**Trecho selecionado**
########

Desde o processo eletrônico, com peticionamento digital e realização de audiências por videoconferência, até o uso de robôs assistentes customizados, como os da empresa OYSTR, todos esses recursos já faziam parte da chamada “advocacia 4.0”, a realidade advocatícia na qual a informação e a realização dos atos é cada vez mais fluida, menos dependente de meios tangíveis ou da presença pessoal das partes.

Domínio da tecnologia é uma das competências básicas para o advogado contemporâneo

Tão importante quanto a formação acadêmica e o conhecimento jurídico, a sobrevivência e o sucesso de um advogado depende igualmente do domínio de diversas competências que não são exclusividade do mundo jurídico, tais como: noções de empreendedorismo, gestão de escritório, gestão de pessoas, marketing pessoal – e, sobretudo, domínio das tecnologias.

Nos Estados Unidos, em 2012, a American Bar Association (órgão de classe dos advogados) aprovou uma mudança no documento oficial sobre regras de conduta profissional, passando a prever para os advogados o dever de ter competência em tecnologia, tanto quanto o conhecimento da legislação.

No Brasil, naturalmente, o exemplo mostra mais nitidamente o quanto a competência tecnológica é indispensável é o manejo do processo eletrônico, introduzido na legislação brasileira em 2006,.

Hoje, a maioria dos Tribunais já opera de forma 100% digital, não restando outra opção aos advogados a não ser buscarem o domínio desta ferramenta e de todas as outras correlacionadas, como o peticionamento e assinatura digital. Advogados com menos tempo de experiência e de formação acadêmica sequer conhecem outra realidade.

O “novo normal”, portanto, é normal demais para ser considerado novo.

O futuro da realidade digital

Falar em “novo normal” é ignorar que, apesar das tristes condições que nos forçaram a apressar essa adaptação, várias profissões já estavam caminhando para uma abordagem mais digital há muito tempo.

########

**Ações necessárias**
1. Segundo o trecho sobre a advocacia digital, em que ano a American Bar Association aprovou a mudança que passou a prever para os advogados o dever de ter competência em tecnologia?
2. Retome o trecho sobre a advocacia digital logo após a última frase apresentada e continue a escrevê-lo.
As entradas vêm de uma fonte diferente da do trecho sobre a advocacia digital.

########

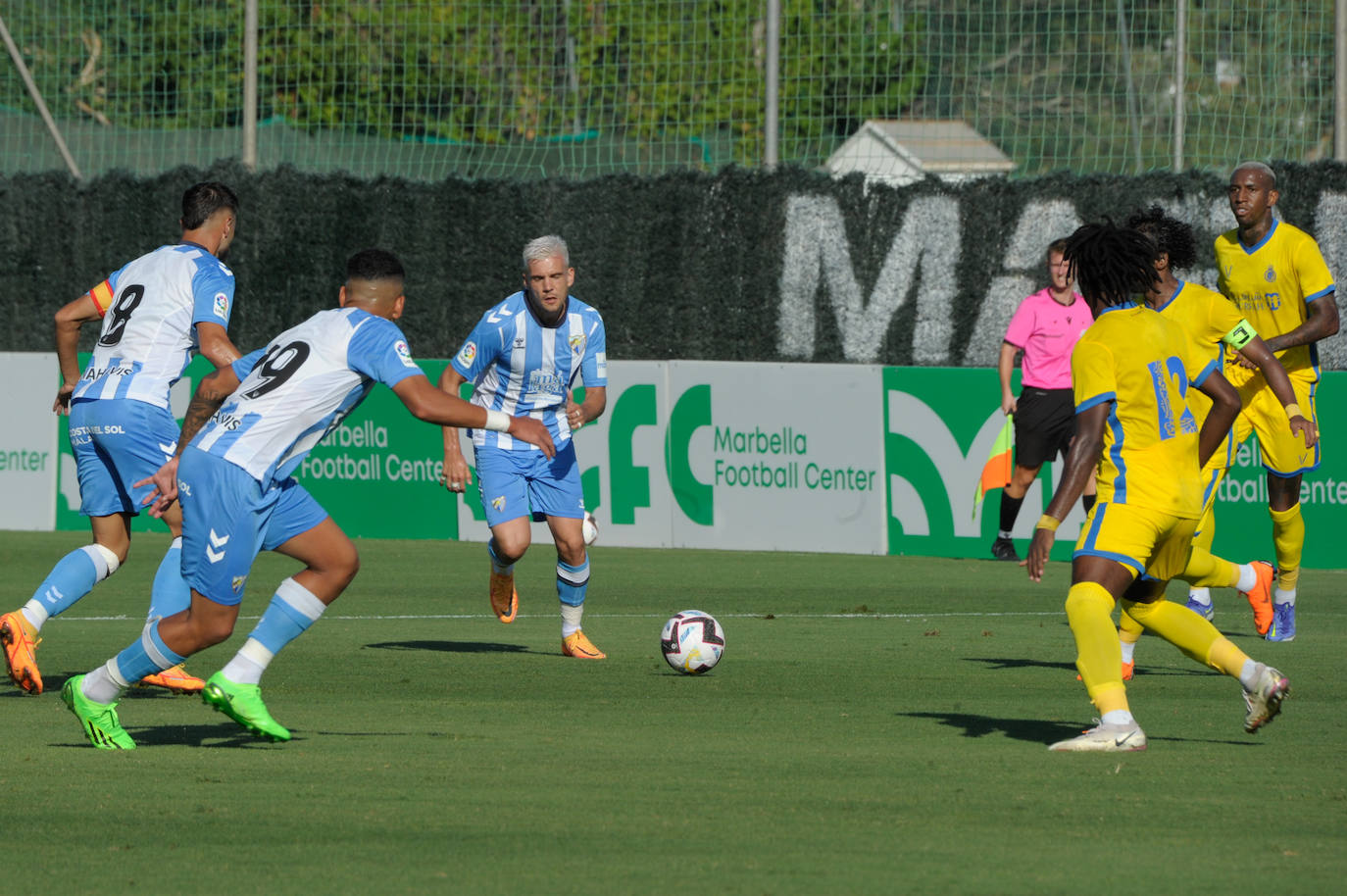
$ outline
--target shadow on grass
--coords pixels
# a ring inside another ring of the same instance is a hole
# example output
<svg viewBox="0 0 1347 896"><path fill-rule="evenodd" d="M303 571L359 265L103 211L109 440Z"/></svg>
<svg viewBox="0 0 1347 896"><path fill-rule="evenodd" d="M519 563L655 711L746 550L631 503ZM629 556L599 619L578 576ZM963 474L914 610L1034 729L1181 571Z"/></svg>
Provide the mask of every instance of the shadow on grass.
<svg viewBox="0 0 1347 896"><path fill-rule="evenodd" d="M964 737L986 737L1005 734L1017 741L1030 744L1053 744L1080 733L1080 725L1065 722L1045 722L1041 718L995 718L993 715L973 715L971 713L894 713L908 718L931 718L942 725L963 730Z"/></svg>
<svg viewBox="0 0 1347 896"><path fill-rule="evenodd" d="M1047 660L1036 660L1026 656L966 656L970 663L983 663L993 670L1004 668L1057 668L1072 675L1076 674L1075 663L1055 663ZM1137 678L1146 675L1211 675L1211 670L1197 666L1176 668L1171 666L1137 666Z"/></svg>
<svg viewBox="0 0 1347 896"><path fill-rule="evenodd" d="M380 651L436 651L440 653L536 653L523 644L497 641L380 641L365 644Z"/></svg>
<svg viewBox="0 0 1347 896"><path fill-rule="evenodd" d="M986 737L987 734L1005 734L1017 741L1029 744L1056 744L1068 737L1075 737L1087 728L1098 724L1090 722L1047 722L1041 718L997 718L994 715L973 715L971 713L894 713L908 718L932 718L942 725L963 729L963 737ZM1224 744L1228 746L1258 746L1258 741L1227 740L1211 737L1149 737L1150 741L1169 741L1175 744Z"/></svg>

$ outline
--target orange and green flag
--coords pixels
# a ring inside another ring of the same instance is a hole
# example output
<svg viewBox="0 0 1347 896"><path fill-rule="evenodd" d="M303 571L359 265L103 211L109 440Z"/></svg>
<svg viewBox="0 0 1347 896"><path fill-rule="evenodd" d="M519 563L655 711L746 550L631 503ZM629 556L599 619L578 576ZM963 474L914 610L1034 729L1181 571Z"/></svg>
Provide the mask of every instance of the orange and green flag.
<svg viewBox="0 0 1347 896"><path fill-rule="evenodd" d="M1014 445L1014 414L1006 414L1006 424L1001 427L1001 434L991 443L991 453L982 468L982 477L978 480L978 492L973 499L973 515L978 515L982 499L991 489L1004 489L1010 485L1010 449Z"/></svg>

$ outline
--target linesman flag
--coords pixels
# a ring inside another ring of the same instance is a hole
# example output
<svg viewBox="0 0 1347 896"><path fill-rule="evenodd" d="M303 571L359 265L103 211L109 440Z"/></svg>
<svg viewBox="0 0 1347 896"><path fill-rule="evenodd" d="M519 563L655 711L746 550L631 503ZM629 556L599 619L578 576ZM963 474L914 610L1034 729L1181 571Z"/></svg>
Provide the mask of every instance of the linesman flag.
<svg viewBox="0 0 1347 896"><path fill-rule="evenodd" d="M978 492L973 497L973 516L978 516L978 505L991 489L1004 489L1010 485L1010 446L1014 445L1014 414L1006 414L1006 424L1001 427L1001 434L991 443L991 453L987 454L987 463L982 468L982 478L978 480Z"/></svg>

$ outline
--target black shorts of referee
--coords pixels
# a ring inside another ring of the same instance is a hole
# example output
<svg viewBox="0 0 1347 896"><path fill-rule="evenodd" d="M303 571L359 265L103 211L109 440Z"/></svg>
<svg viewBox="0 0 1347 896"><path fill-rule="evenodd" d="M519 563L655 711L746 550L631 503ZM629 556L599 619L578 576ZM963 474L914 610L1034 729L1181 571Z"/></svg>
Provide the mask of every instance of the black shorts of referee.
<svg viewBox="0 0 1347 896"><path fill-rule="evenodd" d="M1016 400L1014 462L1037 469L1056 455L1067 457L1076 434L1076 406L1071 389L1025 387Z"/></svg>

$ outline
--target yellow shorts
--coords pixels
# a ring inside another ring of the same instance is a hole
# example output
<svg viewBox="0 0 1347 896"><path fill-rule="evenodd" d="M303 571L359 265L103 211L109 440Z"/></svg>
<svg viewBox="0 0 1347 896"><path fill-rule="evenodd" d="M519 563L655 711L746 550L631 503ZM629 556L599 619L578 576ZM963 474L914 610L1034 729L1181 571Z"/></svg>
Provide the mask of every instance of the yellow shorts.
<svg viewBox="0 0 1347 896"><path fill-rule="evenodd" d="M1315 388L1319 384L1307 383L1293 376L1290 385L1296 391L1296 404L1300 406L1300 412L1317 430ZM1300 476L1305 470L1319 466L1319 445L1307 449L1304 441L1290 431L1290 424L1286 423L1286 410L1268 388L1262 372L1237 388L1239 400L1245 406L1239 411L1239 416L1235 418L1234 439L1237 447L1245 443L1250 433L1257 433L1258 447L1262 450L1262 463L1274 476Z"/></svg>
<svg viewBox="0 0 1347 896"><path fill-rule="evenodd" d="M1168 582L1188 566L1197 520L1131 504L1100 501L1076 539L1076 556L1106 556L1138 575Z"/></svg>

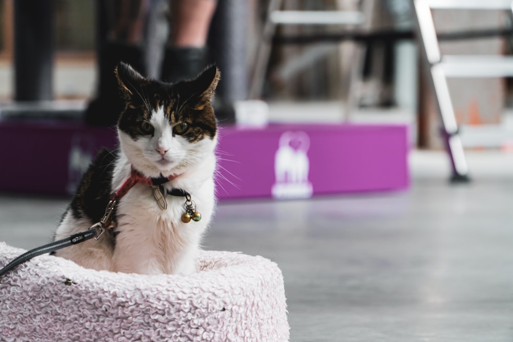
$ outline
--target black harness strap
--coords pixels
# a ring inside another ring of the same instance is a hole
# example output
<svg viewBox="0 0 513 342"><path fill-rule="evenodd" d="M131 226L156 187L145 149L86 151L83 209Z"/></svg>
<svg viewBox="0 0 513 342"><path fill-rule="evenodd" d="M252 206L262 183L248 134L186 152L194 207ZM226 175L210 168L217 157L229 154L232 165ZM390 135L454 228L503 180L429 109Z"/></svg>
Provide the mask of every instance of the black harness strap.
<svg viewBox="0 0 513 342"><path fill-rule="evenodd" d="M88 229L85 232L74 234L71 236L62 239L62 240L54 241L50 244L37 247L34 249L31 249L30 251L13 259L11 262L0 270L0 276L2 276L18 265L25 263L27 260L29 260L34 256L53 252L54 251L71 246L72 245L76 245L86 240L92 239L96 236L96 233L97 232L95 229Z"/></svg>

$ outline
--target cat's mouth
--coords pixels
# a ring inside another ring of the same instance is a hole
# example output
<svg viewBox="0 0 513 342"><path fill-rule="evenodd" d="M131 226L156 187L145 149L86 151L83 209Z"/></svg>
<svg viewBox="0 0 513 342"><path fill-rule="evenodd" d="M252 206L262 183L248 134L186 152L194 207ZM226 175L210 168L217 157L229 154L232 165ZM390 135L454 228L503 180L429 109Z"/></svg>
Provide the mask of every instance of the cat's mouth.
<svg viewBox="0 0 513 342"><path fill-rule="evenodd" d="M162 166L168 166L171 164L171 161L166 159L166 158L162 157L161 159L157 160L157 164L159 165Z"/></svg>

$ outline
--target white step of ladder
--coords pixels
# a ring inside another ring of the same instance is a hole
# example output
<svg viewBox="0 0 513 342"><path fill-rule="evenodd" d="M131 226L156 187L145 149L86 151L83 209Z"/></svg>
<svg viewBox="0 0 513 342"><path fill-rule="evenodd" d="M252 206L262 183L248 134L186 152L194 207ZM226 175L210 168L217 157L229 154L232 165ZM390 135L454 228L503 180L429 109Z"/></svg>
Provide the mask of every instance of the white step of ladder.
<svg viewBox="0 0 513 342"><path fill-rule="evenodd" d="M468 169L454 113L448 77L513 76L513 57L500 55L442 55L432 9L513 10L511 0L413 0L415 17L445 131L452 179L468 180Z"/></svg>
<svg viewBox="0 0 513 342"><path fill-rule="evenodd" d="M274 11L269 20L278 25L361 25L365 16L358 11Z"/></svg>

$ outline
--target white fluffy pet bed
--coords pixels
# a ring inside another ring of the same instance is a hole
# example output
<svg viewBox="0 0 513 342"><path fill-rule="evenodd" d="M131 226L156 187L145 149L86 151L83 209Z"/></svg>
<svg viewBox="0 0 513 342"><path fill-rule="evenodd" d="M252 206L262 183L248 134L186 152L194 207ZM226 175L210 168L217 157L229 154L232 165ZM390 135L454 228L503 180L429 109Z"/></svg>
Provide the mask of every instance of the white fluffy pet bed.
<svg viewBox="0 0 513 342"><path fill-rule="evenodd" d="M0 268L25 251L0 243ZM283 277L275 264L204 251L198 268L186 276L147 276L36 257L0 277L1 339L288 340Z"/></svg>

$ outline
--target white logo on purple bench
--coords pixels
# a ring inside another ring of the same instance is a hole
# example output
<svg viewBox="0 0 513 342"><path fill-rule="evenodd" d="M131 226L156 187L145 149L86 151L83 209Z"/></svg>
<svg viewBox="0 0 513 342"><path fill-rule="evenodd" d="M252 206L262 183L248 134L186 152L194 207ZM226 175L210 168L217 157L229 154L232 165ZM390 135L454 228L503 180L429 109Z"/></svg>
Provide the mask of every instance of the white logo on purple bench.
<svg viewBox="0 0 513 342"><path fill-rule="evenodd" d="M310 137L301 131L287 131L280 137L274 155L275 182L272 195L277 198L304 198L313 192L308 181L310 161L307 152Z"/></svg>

########

**Respostas às tarefas**
1. Em 2012.

2.
O que a pandemia tem obrigado os profissionais a perceber é que esta adaptação não tem volta.

Na Medicina, por exemplo, há médicos que dizem que, mesmo após a pandemia, vão querer continuar trabalhando com robôs. No mercado, em geral, há empresas que já visualizam os benefícios financeiros e de produtividade do teletrabalho.

Na advocacia, não é diferente.

Se houver alguma diferença, será na forma como as ferramentas já utilizadas pelos advogados poderão se tornar mais humanas. Por exemplo, segundo o Financial Times, já se fala em possibilidades de treinamento para advogados interpretarem linguagem corporal especificamente voltada para videoconferências.

Além disso, o uso de tecnologias de suporte ao trabalho dos advogados não será a única mudança que será vista.

Outras ferramentas e situações jurídicas digitais surgirão, ou, os que já existem passarão a ser ainda mais comuns, como, por exemplo, as moedas digitais, os eventos realizados em ambientes digitais, a criação de obras intelectuais de forma digital, entre outros exemplos.

Dessa forma, o cenário no qual praticamente qualquer coisa possa ser feita à distância, por meio de tecnologias, vai seguir impactando a sociedade e exigindo um novo olhar profissional, a partir do momento em que elas se transformarem em situações jurídicas que exigem o trabalho do advogado.

Separando o humano do digital

Uma vez que o desafio dos advogados será manter o aspecto humano, mesmo estando rodeados de tecnologia, é essencial que primeiramente se separe o que pode e deve ser feito por um ser humano, e o que pode ser automatizado.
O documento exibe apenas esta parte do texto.